__Requirements__
Return every line of the records below without changing anything.

>> BEGIN Data shown

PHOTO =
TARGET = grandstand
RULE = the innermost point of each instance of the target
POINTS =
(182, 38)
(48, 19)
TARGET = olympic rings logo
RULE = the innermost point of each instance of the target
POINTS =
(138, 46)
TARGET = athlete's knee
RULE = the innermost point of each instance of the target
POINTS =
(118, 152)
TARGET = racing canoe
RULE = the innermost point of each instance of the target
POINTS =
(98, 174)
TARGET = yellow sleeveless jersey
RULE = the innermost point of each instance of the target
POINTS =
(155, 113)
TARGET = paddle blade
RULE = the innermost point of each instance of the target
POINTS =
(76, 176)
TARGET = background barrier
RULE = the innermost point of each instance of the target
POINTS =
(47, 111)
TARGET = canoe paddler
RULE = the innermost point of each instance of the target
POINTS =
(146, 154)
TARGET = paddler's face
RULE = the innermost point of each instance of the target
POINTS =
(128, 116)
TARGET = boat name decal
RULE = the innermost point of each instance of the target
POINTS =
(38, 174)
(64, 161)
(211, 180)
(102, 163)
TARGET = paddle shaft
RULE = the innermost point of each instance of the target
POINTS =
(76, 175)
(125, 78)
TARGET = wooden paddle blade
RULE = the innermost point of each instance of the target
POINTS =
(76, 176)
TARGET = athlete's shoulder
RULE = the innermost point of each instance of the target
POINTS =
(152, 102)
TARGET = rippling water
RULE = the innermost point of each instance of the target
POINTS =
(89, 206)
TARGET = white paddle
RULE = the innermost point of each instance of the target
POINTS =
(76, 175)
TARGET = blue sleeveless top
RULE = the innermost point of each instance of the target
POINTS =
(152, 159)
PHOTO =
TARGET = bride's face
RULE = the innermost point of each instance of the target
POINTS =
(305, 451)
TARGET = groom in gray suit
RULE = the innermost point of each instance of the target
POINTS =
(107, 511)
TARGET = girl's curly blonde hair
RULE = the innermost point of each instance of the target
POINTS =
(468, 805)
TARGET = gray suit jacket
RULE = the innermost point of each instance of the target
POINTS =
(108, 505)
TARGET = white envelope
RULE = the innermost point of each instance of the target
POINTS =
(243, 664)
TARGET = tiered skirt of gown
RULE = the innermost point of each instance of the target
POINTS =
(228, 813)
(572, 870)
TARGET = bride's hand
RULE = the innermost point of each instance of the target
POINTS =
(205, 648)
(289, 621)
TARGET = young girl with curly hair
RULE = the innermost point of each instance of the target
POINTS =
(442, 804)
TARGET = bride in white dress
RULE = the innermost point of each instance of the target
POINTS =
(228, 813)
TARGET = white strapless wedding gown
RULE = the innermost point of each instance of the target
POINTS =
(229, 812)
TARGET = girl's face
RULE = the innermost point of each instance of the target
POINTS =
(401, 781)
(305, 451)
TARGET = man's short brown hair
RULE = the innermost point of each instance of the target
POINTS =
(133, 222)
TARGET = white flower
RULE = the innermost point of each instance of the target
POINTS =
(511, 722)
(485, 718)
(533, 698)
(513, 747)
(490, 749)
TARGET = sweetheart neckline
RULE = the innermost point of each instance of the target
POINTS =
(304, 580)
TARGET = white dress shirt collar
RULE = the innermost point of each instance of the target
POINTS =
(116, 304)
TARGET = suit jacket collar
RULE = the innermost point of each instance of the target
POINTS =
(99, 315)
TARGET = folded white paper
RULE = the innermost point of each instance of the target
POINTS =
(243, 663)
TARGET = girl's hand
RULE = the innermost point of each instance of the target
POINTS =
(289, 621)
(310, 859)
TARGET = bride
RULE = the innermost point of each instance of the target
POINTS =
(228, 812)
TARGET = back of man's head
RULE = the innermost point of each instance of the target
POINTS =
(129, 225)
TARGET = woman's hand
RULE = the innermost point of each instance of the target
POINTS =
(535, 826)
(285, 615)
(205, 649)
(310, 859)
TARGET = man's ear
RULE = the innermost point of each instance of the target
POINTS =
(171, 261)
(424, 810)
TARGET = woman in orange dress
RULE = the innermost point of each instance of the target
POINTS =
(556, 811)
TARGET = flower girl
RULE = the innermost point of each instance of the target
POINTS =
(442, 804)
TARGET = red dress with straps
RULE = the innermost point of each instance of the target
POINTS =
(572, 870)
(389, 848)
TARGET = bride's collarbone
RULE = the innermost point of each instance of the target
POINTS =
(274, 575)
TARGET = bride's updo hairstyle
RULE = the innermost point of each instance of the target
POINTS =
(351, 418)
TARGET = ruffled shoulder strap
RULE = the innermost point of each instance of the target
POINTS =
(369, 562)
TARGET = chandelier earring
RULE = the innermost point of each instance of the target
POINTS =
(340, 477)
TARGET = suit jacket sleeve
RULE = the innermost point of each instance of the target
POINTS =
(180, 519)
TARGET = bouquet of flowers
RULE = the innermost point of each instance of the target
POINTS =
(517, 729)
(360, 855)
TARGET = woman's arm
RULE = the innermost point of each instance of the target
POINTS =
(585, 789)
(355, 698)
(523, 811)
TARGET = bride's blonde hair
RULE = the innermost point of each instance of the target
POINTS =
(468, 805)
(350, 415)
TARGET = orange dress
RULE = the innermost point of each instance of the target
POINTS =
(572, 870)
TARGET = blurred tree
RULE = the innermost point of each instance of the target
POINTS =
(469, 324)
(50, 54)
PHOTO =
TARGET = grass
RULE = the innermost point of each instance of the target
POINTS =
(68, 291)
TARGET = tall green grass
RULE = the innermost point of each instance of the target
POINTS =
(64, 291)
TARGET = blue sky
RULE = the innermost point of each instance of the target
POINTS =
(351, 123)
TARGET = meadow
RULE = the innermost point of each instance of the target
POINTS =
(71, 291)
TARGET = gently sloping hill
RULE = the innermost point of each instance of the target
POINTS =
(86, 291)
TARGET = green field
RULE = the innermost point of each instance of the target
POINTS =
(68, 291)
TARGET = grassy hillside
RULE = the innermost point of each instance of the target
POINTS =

>> END Data shown

__Solution__
PHOTO =
TARGET = grandstand
RULE = the innermost point of each instance of the target
POINTS =
(182, 38)
(48, 19)
TARGET = olympic rings logo
RULE = the innermost point of each instance of the target
POINTS =
(138, 46)
TARGET = athlete's knee
RULE = the innermost point of each instance of the target
POINTS =
(118, 152)
TARGET = racing canoe
RULE = the innermost point of each instance of the target
POINTS =
(98, 174)
TARGET = yellow sleeveless jersey
RULE = the innermost point of each instance of the target
POINTS =
(155, 113)
TARGET = paddle blade
RULE = the innermost point of each instance of the target
POINTS =
(76, 176)
TARGET = background barrier
RULE = the innermost point of each instance of the target
POINTS =
(47, 111)
TARGET = canoe paddler
RULE = the innermost point of each instance of the target
POINTS =
(146, 154)
TARGET = paddler's face
RULE = the innermost point of each instance of the target
POINTS =
(128, 116)
TARGET = boat name decal
RULE = the innermost point of each instance of the target
POINTS =
(38, 174)
(64, 161)
(211, 180)
(102, 163)
TARGET = paddle shaft
RULE = the innermost point of each instance of the target
POINTS =
(76, 175)
(125, 78)
TARGET = wooden paddle blade
RULE = the innermost point of each instance of the target
POINTS =
(76, 176)
TARGET = athlete's shoulder
RULE = the innermost point of each instance of the target
POINTS =
(152, 102)
TARGET = rippling water
RULE = the innermost point of each instance of the target
POINTS =
(89, 206)
TARGET = white paddle
RULE = the innermost point of each instance of the target
POINTS =
(76, 175)
TARGET = blue sleeveless top
RULE = the innermost point of each instance of the target
POINTS =
(152, 159)
PHOTO =
TARGET = bride's face
RULE = the innermost point of each instance of the target
POINTS =
(305, 451)
TARGET = groom in gray suit
RULE = the innermost point of each instance of the target
POINTS =
(107, 511)
TARGET = girl's curly blonde hair
RULE = the innermost point of each instance of the target
POINTS =
(468, 805)
TARGET = gray suit jacket
RULE = the innermost point of each instance of the target
POINTS =
(108, 505)
TARGET = white envelope
RULE = the innermost point of each instance of the target
POINTS =
(243, 664)
TARGET = tiered skirt of gown
RULE = the innermost point of each instance of the target
POINTS =
(228, 813)
(572, 870)
TARGET = bride's hand
RULE = the innermost point of each instance of the target
POINTS =
(205, 648)
(289, 621)
TARGET = young girl with curly hair
RULE = the innermost point of each instance of the target
POINTS =
(442, 804)
TARGET = bride in white dress
RULE = the innermost point of each instance of the target
POINTS =
(228, 813)
TARGET = white strapless wedding gown
RULE = the innermost point of each instance of the target
POINTS =
(229, 812)
TARGET = girl's face
RULE = the innermost point of each instance of the target
POINTS =
(401, 781)
(305, 451)
TARGET = man's short brown hair
RULE = the innermost point of each instance of the target
POINTS =
(133, 222)
TARGET = white flower
RULE = the innermost point of each instance of the target
POINTS =
(511, 722)
(485, 718)
(533, 698)
(513, 747)
(490, 749)
TARGET = sweetheart neckline
RULE = the innermost point of each instance of the target
POINTS =
(304, 580)
TARGET = white dress shirt collar
RULE = the innermost point of each instance of the target
POINTS =
(116, 304)
TARGET = suit jacket collar
RULE = the innermost point of each instance of the target
POINTS =
(99, 315)
TARGET = folded white paper
RULE = the innermost point of each instance of the target
POINTS =
(243, 663)
TARGET = girl's hand
RULE = the innermost point of each instance of the target
POINTS =
(289, 621)
(310, 859)
TARGET = bride
RULE = the innermost point of each instance of the target
POINTS =
(228, 812)
TARGET = back of man's head
RULE = the innermost point of each instance of the target
POINTS =
(129, 225)
TARGET = woman's hand
RULE = the innermost point of each instance of the target
POINTS =
(535, 826)
(285, 615)
(205, 649)
(310, 859)
TARGET = man's ear
RULE = the innermost point of each instance of the target
POINTS =
(171, 261)
(424, 810)
TARGET = woman in orange dress
RULE = the innermost point of each instance of the target
POINTS =
(556, 811)
TARGET = flower girl
RULE = the innermost point of each instance of the target
POINTS =
(442, 804)
TARGET = red dress with straps
RULE = the innermost point of each instance of the target
POINTS =
(572, 870)
(389, 848)
TARGET = bride's collarbone
RULE = the innermost point of each instance of the target
POINTS =
(274, 575)
TARGET = bride's updo hairstyle
RULE = the innermost point of each instance of the target
POINTS =
(351, 418)
TARGET = ruffled shoulder strap
RULE = the innermost point of each instance of the target
POINTS =
(369, 562)
TARGET = chandelier earring
RULE = the innermost point of each instance of the target
POINTS =
(340, 477)
TARGET = suit jacket sleeve
RULE = the innermost point of each instance of the target
POINTS =
(180, 519)
TARGET = bouquet of flowers
RULE = the innermost point of each instance of the target
POINTS =
(517, 729)
(360, 855)
TARGET = woman's arm
RULE = the innermost point of each instance of the target
POINTS =
(585, 789)
(355, 698)
(523, 811)
TARGET = bride's blonde hair
RULE = the innermost point of each instance of the target
POINTS =
(468, 805)
(350, 415)
TARGET = orange dress
RULE = the innermost point of each instance of the target
POINTS =
(572, 870)
TARGET = blurred tree
RULE = the innermost point of each instance of the target
POINTS =
(469, 324)
(50, 54)
PHOTO =
TARGET = grass
RULE = the innermost point of each instance of the target
POINTS =
(68, 291)
TARGET = tall green grass
RULE = the innermost point of each instance of the target
POINTS =
(64, 291)
TARGET = blue sky
RULE = the innermost point of each instance of the target
POINTS =
(351, 123)
TARGET = meadow
RULE = the innermost point of each instance of the target
POINTS =
(71, 291)
TARGET = gently sloping hill
RULE = the innermost point of each instance of the target
POINTS =
(86, 291)
TARGET = green field
RULE = the innermost point of each instance of the target
POINTS =
(68, 291)
TARGET = grassy hillside
RULE = the innermost point of each instance of the target
POINTS =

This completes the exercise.